-- BEGIN Records --
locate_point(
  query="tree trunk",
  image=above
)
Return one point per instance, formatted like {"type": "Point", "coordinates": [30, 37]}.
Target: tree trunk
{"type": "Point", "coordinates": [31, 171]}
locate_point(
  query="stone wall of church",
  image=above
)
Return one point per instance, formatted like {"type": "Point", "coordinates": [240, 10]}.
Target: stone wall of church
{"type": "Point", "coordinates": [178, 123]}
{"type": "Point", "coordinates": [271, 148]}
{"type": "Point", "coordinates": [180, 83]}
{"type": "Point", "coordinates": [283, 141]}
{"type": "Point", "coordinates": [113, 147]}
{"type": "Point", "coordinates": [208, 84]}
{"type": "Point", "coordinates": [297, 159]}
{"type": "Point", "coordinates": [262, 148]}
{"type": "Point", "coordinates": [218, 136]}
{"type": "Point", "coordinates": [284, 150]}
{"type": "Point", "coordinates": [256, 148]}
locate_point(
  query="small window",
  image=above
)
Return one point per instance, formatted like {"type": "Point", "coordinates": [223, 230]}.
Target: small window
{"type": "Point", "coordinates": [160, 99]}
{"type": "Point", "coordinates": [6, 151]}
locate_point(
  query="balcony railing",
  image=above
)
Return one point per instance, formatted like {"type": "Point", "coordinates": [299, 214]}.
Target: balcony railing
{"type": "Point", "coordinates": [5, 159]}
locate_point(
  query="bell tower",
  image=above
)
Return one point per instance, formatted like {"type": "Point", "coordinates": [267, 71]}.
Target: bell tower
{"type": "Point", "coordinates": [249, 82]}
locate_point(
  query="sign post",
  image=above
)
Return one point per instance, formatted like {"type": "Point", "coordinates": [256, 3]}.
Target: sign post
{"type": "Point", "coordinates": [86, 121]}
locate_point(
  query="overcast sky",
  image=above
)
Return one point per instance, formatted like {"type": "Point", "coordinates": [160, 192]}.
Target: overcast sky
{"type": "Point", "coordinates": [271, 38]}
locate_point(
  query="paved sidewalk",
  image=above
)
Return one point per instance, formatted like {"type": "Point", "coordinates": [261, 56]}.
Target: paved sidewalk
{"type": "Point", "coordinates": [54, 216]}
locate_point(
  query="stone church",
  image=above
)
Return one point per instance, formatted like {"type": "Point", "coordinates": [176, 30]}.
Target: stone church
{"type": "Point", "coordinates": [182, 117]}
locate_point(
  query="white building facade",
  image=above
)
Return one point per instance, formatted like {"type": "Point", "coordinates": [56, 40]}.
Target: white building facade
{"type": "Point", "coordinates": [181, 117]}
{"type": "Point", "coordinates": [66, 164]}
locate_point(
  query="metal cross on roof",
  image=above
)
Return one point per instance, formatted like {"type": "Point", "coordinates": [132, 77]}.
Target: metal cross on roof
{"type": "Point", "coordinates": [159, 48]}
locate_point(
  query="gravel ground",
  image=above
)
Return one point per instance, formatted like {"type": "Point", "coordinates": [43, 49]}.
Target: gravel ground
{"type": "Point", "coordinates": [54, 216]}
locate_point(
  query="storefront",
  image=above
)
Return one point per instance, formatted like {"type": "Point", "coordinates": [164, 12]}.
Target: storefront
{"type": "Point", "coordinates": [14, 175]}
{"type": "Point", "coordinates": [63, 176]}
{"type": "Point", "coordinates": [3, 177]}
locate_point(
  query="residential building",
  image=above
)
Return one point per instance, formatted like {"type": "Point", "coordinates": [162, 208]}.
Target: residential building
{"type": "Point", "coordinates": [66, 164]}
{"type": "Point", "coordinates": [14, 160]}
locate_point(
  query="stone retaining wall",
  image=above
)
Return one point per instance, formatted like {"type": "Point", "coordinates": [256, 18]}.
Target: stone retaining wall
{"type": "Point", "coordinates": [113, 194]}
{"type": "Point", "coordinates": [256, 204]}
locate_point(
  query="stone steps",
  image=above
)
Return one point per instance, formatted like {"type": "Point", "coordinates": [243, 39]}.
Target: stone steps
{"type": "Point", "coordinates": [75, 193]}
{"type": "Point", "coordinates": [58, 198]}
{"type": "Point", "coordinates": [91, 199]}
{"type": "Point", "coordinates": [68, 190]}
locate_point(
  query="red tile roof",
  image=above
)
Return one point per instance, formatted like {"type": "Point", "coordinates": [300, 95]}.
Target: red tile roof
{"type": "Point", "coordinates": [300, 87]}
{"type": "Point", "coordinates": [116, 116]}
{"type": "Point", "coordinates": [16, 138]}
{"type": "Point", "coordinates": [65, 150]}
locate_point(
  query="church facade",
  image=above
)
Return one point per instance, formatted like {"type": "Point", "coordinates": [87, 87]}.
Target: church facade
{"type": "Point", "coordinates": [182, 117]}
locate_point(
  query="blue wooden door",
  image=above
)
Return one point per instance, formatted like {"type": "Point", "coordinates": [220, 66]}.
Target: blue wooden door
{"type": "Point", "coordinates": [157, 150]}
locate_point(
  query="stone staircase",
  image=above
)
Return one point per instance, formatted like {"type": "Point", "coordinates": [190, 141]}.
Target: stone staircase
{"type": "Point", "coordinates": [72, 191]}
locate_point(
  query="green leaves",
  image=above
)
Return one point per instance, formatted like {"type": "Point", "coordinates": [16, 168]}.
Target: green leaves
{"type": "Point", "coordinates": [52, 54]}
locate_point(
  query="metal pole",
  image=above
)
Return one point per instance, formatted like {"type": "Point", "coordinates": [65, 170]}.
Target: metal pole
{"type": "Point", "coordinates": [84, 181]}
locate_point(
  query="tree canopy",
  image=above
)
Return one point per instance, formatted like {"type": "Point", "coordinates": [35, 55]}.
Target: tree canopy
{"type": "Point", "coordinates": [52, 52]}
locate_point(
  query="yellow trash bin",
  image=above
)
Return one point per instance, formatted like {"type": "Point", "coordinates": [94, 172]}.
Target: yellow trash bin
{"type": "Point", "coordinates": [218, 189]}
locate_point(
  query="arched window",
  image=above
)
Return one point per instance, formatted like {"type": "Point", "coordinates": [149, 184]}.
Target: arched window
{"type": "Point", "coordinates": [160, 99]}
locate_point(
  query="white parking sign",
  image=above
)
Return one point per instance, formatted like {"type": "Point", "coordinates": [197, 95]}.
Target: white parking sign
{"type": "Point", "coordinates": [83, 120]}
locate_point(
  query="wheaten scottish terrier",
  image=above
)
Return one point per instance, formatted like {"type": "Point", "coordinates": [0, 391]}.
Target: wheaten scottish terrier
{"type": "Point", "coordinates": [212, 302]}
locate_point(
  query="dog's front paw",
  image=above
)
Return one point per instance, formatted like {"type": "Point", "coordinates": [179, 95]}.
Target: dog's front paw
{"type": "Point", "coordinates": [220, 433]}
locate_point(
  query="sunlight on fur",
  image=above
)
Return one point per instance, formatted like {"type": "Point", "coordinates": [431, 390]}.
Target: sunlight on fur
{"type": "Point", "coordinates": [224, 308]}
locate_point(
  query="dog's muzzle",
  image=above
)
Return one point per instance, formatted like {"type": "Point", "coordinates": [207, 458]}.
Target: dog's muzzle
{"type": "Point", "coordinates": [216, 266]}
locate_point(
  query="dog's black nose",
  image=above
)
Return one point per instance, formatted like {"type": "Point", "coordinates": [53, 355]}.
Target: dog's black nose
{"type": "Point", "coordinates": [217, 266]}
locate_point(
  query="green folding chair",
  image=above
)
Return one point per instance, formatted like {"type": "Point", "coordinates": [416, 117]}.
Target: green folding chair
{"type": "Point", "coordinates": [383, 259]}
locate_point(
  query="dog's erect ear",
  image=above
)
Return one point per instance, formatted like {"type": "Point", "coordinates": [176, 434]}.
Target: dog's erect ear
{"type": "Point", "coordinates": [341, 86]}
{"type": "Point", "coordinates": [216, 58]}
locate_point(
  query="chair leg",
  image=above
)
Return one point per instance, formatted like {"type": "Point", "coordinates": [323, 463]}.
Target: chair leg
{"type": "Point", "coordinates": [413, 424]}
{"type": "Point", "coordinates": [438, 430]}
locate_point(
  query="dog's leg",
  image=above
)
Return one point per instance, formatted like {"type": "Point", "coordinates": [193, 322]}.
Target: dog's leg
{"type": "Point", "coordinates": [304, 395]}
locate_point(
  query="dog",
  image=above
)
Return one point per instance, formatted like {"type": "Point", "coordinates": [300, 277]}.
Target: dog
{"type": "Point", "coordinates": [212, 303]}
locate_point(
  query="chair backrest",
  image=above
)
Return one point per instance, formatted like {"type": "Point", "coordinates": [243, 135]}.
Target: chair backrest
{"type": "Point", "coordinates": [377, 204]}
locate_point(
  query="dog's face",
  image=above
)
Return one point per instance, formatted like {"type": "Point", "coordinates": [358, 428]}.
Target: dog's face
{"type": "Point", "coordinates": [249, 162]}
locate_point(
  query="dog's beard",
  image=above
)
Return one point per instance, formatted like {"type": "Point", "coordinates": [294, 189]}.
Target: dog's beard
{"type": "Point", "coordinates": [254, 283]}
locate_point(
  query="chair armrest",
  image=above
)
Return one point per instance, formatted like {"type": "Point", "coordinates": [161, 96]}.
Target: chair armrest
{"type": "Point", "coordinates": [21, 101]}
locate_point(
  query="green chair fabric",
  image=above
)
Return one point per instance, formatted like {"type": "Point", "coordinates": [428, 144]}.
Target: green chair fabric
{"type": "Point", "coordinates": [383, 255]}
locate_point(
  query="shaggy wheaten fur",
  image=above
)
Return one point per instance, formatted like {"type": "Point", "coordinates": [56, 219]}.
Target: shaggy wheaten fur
-- END Records --
## The request
Extract every line above that contains the word "leaves", and copy each one in full.

## Answer to this exercise
  query="green leaves",
Target: green leaves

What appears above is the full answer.